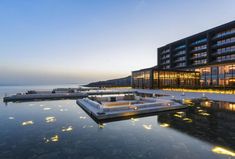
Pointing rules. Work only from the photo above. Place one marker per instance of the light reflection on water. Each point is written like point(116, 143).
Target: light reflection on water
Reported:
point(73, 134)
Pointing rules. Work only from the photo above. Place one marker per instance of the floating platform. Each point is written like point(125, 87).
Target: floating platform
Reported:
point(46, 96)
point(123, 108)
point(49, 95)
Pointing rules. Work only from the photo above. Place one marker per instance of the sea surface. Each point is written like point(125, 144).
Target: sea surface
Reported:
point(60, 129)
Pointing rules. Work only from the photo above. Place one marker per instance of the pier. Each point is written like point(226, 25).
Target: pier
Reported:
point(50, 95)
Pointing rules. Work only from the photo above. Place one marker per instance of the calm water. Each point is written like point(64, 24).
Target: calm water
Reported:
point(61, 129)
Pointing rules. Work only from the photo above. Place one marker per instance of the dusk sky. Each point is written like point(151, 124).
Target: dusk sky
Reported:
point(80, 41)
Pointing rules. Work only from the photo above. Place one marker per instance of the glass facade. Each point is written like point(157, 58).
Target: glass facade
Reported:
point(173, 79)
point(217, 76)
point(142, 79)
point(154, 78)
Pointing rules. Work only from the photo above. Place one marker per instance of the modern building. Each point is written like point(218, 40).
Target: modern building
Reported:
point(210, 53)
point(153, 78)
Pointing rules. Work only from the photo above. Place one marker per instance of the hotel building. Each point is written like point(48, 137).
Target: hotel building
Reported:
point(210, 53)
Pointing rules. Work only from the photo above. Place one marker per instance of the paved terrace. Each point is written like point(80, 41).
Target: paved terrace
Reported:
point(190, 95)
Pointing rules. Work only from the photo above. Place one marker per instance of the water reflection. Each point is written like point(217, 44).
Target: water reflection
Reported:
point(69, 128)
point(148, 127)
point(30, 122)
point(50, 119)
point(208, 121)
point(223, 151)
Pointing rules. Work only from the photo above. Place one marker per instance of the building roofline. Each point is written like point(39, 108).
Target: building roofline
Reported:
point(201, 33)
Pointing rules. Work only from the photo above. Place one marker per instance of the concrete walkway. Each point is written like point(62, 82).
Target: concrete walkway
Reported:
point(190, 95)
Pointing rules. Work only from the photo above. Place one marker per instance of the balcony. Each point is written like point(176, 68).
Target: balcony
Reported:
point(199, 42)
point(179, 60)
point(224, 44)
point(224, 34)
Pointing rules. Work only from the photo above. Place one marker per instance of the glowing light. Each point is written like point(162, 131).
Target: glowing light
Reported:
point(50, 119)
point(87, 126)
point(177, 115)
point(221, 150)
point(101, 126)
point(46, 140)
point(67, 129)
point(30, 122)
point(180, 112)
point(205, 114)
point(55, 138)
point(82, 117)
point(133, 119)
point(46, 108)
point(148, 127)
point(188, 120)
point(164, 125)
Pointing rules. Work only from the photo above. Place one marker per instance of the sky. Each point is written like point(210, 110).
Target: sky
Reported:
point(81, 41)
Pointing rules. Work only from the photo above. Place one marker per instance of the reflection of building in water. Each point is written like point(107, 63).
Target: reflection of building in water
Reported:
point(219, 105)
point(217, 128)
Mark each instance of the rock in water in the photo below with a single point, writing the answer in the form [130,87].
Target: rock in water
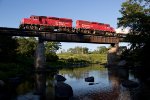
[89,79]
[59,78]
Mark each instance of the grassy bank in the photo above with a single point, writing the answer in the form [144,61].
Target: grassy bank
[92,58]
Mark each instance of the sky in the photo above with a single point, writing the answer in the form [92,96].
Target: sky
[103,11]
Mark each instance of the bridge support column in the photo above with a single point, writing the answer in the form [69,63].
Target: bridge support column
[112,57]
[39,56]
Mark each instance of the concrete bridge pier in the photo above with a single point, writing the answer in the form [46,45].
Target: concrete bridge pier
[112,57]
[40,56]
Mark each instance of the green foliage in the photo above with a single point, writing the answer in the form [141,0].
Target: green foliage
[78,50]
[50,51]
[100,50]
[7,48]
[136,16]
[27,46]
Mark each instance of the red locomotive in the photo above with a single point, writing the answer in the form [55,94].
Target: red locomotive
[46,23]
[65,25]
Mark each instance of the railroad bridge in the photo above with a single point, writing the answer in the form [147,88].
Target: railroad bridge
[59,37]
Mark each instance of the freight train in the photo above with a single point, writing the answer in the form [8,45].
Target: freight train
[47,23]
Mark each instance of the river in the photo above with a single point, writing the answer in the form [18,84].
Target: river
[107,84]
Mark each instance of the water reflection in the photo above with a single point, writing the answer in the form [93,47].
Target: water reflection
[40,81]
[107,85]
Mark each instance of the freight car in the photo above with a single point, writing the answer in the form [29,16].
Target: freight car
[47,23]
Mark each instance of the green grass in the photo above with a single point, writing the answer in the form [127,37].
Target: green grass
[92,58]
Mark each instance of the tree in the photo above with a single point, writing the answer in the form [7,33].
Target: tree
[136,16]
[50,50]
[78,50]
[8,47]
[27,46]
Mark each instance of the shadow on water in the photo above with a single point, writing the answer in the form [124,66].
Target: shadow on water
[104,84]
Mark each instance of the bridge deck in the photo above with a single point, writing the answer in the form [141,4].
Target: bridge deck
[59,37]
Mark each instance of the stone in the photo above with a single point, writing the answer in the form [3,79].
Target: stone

++++++++

▸ **Work item**
Would you copy out every line of the data above exactly, minus the pictures?

▸ **Answer space**
Pointing rules. Work only from the photo above. Place one marker per instance of the light reflection on water. Each point is written like point(116, 143).
Target: light reflection on water
Reported:
point(73, 134)
Pointing rules. Work only from the photo above. Place one marker per instance of the floating platform. Each point is written like point(125, 87).
Target: floating platform
Reported:
point(46, 96)
point(123, 108)
point(49, 95)
Pointing rules. Work only from the photo above. Place one marker per instance of the sea surface. Each point is written like point(125, 144).
Target: sea surface
Reported:
point(60, 129)
Pointing rules. Work only from the photo above. Place one marker per instance of the pier. Each point is written like point(226, 25).
Target: pier
Reported:
point(50, 95)
Pointing rules. Work only from the photo above. Place one marker per instance of the calm water. Each point is written like point(64, 24).
Target: calm water
Reported:
point(61, 129)
Pointing rules. Work only from the photo above. Place one marker per instance of the dusk sky. Each point is written like point(151, 124).
Target: dusk sky
Reported:
point(80, 41)
Pointing rules. Work only from the photo above. Place one marker per instance of the glass facade. Each point is written like point(157, 58).
Target: glass facade
Reported:
point(173, 79)
point(217, 76)
point(142, 79)
point(154, 78)
Pointing rules. Work only from the photo above. Place one marker per instance of the modern building. Each point is written like point(218, 40).
Target: modern building
Reported:
point(210, 53)
point(153, 78)
Pointing rules. Work only from the photo above. Place one marker per instance of the hotel building. Each point is written like point(48, 137).
Target: hotel building
Reported:
point(210, 53)
Pointing rules. Work only from the photo above. Place one marker per instance of the paved terrace. Each point is written like point(80, 41).
Target: paved terrace
Reported:
point(190, 95)
Pointing rules. Work only from the photo above. Place one marker per instance of the water reflection. Each point is written like point(217, 44).
Target: water reflection
Reported:
point(69, 128)
point(148, 127)
point(30, 122)
point(50, 119)
point(208, 121)
point(223, 151)
Pointing rules. Work only from the photo above. Place one marker per instance of the building roofline. Each point is written like point(39, 108).
Target: building roofline
Reported:
point(201, 33)
Pointing rules. Work only from the photo above. Place one marker per instance of the concrete walkway. Each point is written like point(62, 82).
Target: concrete walkway
Reported:
point(190, 95)
Pointing rules. Work only from the photo above. Place one marker per instance of the balcony. Each point is written like point(176, 68).
Target: balcony
Reported:
point(199, 42)
point(179, 60)
point(224, 44)
point(224, 34)
Pointing rules. Work only from the photo above. Place one marker per instance of the glowing light. Each point is written like point(162, 131).
Target: glowing light
Reported:
point(50, 119)
point(87, 126)
point(177, 115)
point(221, 150)
point(101, 126)
point(46, 140)
point(67, 129)
point(30, 122)
point(180, 112)
point(205, 114)
point(55, 138)
point(82, 117)
point(133, 119)
point(46, 108)
point(148, 127)
point(188, 120)
point(164, 125)
Pointing rules. Work only from the photo above. Place one marker per instance of the sky. Each point is written like point(210, 110).
Target: sky
Reported:
point(81, 41)
Pointing rules. Work only from the photo above. Place one marker per instance of the reflection of building in water. Each point is written like point(107, 63).
Target: reflection of building in water
Reported:
point(219, 105)
point(217, 128)
Mark each instance of the rock in water in the photo below with a single point, writing the answer in the form [130,87].
Target: rock in water
[89,79]
[59,78]
Mark each instance of the grassy bank in the photo above with a single point, writing the answer in the form [144,61].
Target: grassy bank
[92,58]
Mark each instance of the sky in the photo above with a single point, writing the answer in the form [92,96].
Target: sky
[103,11]
Mark each instance of the bridge support column in the photo above with a single point, writing the answer in the form [69,63].
Target: bridge support column
[112,57]
[39,56]
Mark each instance of the concrete bridge pier in the photo above with a single point, writing the answer in the form [46,45].
Target: concrete bridge pier
[112,57]
[40,56]
Mark each instance of the green foliage in the photo above with a single point, writing the answer in the form [141,0].
Target: green foliage
[78,50]
[50,51]
[100,50]
[7,48]
[136,16]
[27,46]
Mark each instance of the red locomotive in the photo above with a single point, writing the answer in the form [55,94].
Target: red locomotive
[46,23]
[65,25]
Mark each instance of the railroad bridge in the photo above with a single point, writing the answer in the form [147,88].
Target: railroad bridge
[59,37]
Mark each instance of the freight train in the photo above with a single point, writing the answer in the form [8,45].
Target: freight train
[47,23]
Mark each instance of the river in the photo above with a single point, writing the answer in the form [18,84].
Target: river
[107,84]
Mark each instance of the water reflection in the photo above with a single point, writing the answer in the form [93,47].
Target: water reflection
[40,81]
[107,85]
Mark each instance of the freight car in the photo above with a single point, writing the answer in the form [29,16].
Target: freight car
[47,23]
Mark each instance of the green grass in the photo above with a single point, writing the answer in the form [127,37].
Target: green grass
[92,58]
Mark each instance of the tree in the photo above with a single point, writing the answer in the form [7,33].
Target: tree
[136,16]
[50,50]
[78,50]
[8,47]
[27,46]
Mark each instance of the shadow on water in the photo above with a single point, writing the answer in the form [124,66].
Target: shadow on water
[104,84]
Mark each instance of the bridge deck in the photo above with a single point, writing the answer in the form [141,4].
Target: bridge deck
[59,37]
Mark each instance of the stone in the photo above with a single point, writing the answer in the form [3,79].
Target: stone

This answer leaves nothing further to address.